Referring expression grounding data
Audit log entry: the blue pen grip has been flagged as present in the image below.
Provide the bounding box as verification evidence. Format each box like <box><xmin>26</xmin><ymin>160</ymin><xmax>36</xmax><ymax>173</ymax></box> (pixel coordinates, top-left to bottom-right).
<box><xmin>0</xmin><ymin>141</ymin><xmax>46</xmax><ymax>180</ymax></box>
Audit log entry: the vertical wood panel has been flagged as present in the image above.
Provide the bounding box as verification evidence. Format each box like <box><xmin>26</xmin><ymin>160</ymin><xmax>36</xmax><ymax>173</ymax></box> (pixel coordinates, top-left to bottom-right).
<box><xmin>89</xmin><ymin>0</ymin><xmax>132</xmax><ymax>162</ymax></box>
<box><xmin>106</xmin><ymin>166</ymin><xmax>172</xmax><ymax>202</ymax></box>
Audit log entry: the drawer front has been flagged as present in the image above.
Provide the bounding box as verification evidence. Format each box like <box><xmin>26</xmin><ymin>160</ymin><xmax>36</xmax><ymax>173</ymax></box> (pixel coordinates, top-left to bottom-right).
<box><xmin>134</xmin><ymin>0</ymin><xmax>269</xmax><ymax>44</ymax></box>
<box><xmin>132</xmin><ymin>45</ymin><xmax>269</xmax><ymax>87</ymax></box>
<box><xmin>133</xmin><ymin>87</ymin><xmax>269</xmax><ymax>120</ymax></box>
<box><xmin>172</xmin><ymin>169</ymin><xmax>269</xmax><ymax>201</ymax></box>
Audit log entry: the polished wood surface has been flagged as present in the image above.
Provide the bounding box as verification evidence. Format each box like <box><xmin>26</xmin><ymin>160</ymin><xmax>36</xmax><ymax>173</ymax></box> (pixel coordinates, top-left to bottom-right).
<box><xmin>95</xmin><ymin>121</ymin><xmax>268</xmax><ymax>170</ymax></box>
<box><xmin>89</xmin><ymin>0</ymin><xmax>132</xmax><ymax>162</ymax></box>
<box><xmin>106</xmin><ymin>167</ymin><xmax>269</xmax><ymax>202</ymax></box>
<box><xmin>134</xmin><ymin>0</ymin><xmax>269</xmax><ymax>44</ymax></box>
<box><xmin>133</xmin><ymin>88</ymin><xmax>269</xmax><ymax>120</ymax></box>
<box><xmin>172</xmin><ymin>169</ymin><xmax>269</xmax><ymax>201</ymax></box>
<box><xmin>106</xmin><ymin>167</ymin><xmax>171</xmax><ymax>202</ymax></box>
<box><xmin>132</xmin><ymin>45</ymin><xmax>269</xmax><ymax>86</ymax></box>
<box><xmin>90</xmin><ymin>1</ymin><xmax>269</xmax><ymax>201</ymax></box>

Exercise details:
Could you copy every record above exactly as written?

Answer to this exercise:
Audit log entry: the blue pen grip has been flagged as present in the image below.
Provide the bounding box as verification evidence. Format each box like <box><xmin>26</xmin><ymin>160</ymin><xmax>36</xmax><ymax>173</ymax></box> (pixel coordinates, top-left to bottom-right).
<box><xmin>0</xmin><ymin>141</ymin><xmax>46</xmax><ymax>180</ymax></box>
Audit log entry: the vertical wood panel has been flagged as present in the image above.
Provide the bounding box as verification evidence. Format each box like <box><xmin>26</xmin><ymin>160</ymin><xmax>36</xmax><ymax>173</ymax></box> (pixel coordinates, top-left to bottom-right).
<box><xmin>89</xmin><ymin>0</ymin><xmax>132</xmax><ymax>162</ymax></box>
<box><xmin>106</xmin><ymin>166</ymin><xmax>172</xmax><ymax>202</ymax></box>
Audit log entry: the drawer front has been flagged as present in the image above.
Provide the bounding box as verification evidence. Format each box like <box><xmin>26</xmin><ymin>160</ymin><xmax>36</xmax><ymax>173</ymax></box> (pixel coordinates, top-left to bottom-right).
<box><xmin>134</xmin><ymin>0</ymin><xmax>269</xmax><ymax>44</ymax></box>
<box><xmin>132</xmin><ymin>45</ymin><xmax>269</xmax><ymax>87</ymax></box>
<box><xmin>133</xmin><ymin>87</ymin><xmax>269</xmax><ymax>120</ymax></box>
<box><xmin>172</xmin><ymin>169</ymin><xmax>269</xmax><ymax>201</ymax></box>
Audit log entry: the polished wood surface has been flagged as present in the image above.
Provide the bounding box as verification evidence. Format each box like <box><xmin>26</xmin><ymin>160</ymin><xmax>36</xmax><ymax>173</ymax></box> (pixel coordinates, top-left to bottom-right).
<box><xmin>95</xmin><ymin>121</ymin><xmax>268</xmax><ymax>170</ymax></box>
<box><xmin>89</xmin><ymin>0</ymin><xmax>132</xmax><ymax>162</ymax></box>
<box><xmin>106</xmin><ymin>167</ymin><xmax>269</xmax><ymax>202</ymax></box>
<box><xmin>134</xmin><ymin>0</ymin><xmax>269</xmax><ymax>44</ymax></box>
<box><xmin>133</xmin><ymin>88</ymin><xmax>269</xmax><ymax>120</ymax></box>
<box><xmin>172</xmin><ymin>169</ymin><xmax>269</xmax><ymax>201</ymax></box>
<box><xmin>106</xmin><ymin>167</ymin><xmax>171</xmax><ymax>202</ymax></box>
<box><xmin>132</xmin><ymin>45</ymin><xmax>269</xmax><ymax>86</ymax></box>
<box><xmin>90</xmin><ymin>1</ymin><xmax>269</xmax><ymax>201</ymax></box>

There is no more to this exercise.